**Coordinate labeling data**
Start
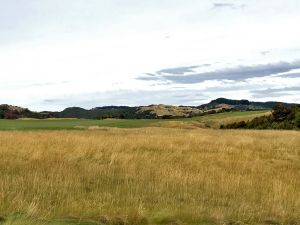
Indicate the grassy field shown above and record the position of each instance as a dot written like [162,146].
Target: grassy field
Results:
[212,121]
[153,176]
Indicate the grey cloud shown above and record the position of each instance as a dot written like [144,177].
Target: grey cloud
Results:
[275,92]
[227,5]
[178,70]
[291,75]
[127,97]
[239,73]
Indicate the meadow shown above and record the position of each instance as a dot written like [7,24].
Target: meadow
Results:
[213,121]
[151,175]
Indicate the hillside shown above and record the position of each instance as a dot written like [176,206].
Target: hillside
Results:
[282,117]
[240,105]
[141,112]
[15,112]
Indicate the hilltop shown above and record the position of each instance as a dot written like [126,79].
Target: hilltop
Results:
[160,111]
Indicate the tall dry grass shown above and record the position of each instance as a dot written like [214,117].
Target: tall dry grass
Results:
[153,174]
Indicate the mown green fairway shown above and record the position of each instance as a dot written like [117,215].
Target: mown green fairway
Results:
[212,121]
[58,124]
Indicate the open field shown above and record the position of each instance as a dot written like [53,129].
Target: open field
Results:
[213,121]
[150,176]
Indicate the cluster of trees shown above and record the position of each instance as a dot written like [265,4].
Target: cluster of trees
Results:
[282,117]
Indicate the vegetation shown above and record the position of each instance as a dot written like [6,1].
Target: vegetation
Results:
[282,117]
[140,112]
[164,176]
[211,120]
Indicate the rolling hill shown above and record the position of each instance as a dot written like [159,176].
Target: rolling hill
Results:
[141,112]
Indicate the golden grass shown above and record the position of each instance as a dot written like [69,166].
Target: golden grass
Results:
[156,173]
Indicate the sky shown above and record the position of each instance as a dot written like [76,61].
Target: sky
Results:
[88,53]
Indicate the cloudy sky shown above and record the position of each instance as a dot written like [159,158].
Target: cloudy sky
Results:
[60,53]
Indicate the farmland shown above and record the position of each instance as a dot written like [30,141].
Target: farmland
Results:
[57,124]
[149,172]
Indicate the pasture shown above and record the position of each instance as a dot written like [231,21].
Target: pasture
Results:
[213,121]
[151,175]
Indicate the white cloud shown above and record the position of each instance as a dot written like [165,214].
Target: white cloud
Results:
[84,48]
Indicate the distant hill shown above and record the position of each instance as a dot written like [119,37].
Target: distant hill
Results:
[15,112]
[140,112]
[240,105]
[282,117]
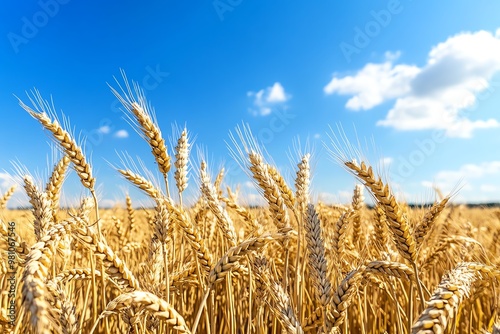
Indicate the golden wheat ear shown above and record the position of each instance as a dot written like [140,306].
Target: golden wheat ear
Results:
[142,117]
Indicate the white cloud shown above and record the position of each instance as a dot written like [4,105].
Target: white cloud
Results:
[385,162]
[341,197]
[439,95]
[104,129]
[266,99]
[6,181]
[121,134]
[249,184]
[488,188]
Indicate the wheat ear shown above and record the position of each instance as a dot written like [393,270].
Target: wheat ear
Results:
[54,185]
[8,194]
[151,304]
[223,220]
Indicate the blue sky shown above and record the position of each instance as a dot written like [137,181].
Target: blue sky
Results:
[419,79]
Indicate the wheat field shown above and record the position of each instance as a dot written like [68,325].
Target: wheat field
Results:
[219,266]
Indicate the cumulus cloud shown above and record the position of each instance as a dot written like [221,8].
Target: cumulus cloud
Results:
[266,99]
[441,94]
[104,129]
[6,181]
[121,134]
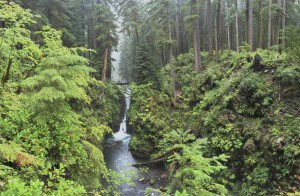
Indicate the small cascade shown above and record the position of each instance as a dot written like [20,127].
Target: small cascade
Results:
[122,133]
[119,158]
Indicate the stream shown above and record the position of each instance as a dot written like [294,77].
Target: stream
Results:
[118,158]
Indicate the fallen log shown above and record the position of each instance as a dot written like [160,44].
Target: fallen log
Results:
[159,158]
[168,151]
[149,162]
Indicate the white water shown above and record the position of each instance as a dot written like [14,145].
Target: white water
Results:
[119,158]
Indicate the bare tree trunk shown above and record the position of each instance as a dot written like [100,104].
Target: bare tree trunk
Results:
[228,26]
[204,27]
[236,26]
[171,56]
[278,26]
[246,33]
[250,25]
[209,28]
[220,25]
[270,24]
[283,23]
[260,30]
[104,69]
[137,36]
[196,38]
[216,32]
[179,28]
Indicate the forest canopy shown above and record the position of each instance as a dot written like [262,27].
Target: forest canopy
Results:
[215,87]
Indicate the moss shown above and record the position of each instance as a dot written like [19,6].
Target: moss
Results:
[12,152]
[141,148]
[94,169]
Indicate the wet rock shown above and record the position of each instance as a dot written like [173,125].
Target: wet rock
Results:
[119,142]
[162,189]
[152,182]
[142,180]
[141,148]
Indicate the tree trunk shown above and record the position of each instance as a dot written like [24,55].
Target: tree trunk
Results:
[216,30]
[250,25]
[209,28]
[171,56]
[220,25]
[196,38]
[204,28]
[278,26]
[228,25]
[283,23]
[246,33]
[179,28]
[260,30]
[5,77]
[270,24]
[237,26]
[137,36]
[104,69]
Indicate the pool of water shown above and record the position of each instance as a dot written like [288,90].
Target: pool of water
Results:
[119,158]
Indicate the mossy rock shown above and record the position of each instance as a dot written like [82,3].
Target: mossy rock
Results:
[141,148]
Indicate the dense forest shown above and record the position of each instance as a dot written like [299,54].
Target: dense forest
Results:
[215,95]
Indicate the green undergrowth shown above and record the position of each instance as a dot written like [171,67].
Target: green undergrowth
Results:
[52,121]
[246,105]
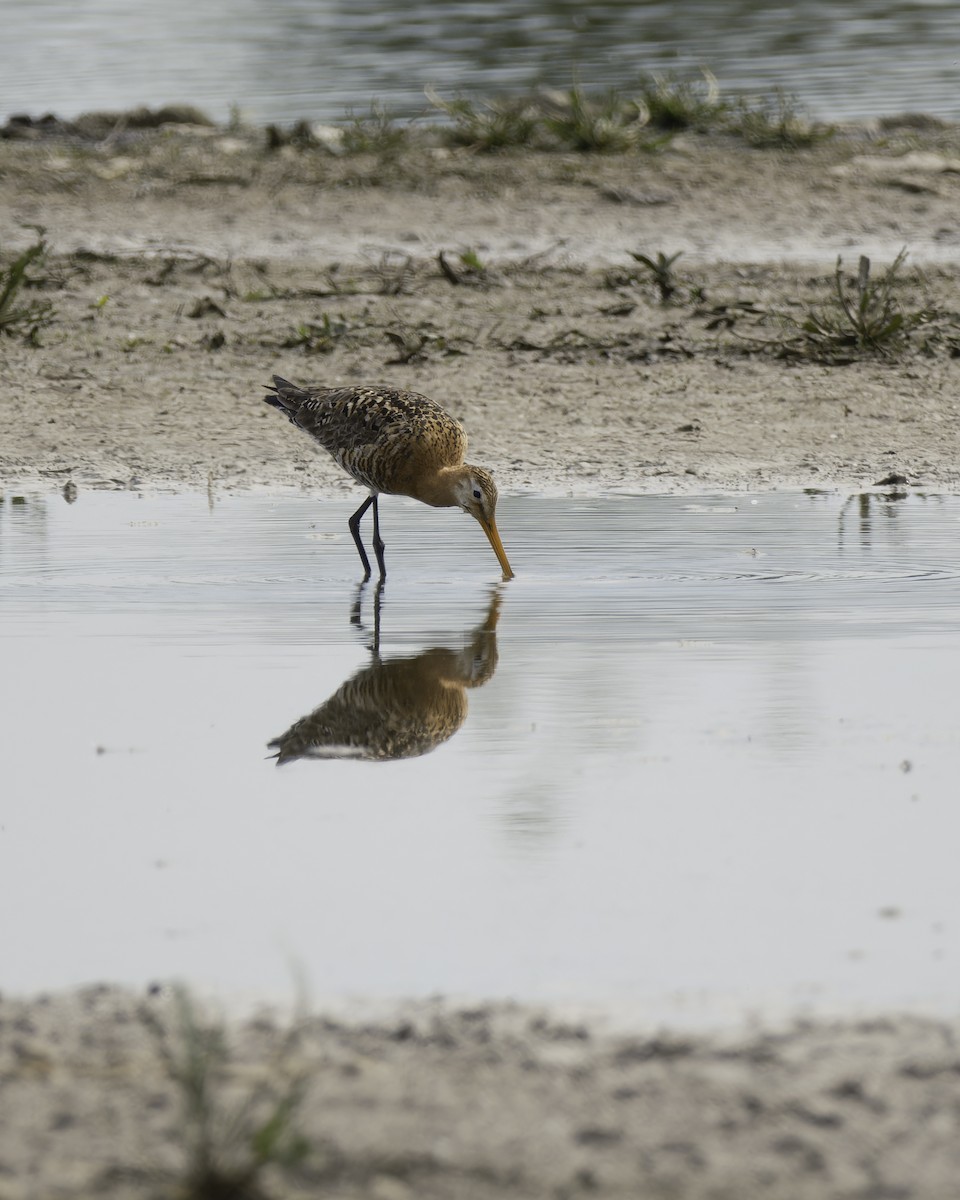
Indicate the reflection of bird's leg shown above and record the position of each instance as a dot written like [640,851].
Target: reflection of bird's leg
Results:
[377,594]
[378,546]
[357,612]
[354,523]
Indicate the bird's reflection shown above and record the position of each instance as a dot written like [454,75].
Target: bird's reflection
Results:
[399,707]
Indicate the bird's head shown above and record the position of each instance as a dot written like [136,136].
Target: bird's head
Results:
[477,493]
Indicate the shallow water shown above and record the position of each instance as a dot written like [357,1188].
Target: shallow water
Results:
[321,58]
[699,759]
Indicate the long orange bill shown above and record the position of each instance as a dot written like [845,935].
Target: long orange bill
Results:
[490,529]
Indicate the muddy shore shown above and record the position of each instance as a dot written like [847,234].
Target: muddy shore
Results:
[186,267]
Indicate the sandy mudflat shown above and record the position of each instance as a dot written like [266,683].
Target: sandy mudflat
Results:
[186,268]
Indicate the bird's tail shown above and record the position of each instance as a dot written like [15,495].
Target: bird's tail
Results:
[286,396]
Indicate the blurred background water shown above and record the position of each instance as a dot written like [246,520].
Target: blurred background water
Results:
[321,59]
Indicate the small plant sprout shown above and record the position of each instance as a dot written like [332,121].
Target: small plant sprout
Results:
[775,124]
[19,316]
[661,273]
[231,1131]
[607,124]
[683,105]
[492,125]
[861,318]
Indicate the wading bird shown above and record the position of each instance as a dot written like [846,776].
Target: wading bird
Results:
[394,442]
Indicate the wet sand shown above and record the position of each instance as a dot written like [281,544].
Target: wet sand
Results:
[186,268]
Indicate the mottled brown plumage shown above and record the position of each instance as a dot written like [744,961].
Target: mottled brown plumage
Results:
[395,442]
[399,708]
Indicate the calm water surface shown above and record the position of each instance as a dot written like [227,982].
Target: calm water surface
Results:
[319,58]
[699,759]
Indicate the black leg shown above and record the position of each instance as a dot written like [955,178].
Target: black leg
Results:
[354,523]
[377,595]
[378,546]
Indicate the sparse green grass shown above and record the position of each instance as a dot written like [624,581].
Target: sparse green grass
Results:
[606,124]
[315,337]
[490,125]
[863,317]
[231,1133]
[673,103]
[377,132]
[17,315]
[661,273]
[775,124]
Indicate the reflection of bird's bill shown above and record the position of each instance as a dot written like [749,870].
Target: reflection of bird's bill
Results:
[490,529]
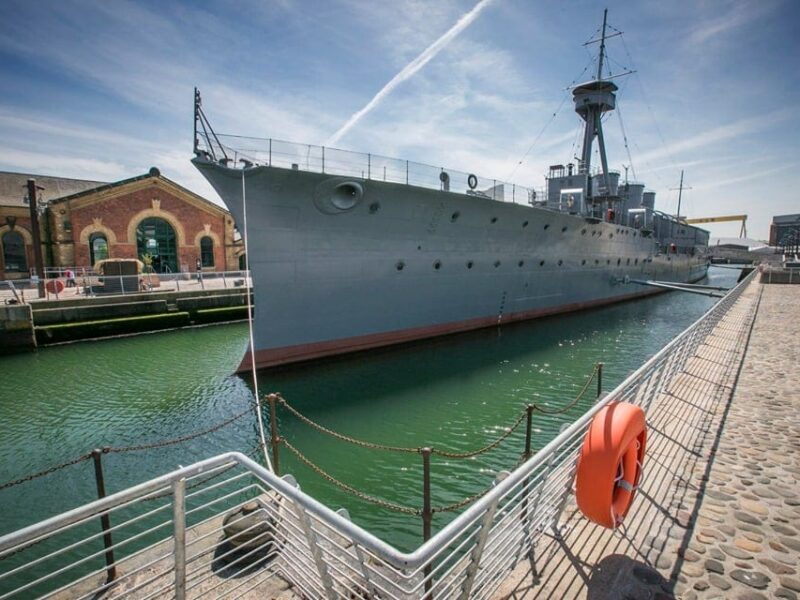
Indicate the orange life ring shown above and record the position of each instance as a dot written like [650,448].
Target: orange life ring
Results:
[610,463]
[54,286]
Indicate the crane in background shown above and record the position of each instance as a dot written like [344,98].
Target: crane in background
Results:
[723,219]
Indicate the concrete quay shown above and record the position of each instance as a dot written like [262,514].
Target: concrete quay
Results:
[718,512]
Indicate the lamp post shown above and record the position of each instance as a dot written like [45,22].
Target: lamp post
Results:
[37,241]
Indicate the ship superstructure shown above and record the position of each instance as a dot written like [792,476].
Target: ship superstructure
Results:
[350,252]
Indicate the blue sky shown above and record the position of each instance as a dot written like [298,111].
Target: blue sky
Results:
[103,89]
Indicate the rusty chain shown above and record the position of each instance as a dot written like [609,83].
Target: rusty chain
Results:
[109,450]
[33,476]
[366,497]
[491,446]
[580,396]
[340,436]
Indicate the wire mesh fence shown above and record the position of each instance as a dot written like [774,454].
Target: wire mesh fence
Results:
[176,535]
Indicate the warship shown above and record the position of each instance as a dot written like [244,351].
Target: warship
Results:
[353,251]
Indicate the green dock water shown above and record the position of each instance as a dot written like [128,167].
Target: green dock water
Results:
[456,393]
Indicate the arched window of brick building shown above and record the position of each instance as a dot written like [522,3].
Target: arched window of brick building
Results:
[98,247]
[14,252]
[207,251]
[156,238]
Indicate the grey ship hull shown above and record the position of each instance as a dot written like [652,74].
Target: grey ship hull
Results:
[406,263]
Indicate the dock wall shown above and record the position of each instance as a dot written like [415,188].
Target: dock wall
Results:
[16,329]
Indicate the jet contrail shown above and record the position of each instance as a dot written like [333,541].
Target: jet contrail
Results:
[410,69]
End
**Given problem**
Exactly and only the lines from the line containing "Indicate the green dock" through the last line of the entries should be copied, both ends included.

**Result of this task**
Indicate the green dock water shown above and record the position of each instance as a dot written like [128,167].
Target: green dock water
Results:
[456,393]
Indicate the arched window of brick building shown above and record the position of each instance as a dot written like [522,3].
Target: arched window of brick building
Results:
[98,247]
[14,252]
[207,251]
[156,238]
Indicate the grey ship hull shown above and record the position of each instance as a dot written like [652,74].
Target: grey ship hull
Results:
[406,263]
Indicate the dock wall shown above and record the position of each instance as a dot written like [415,188].
Target: dock wall
Results:
[16,329]
Indicate the jet contrail shown above and record the position of each instance as a dot written like [333,541].
Target: jet contrail
Results:
[410,69]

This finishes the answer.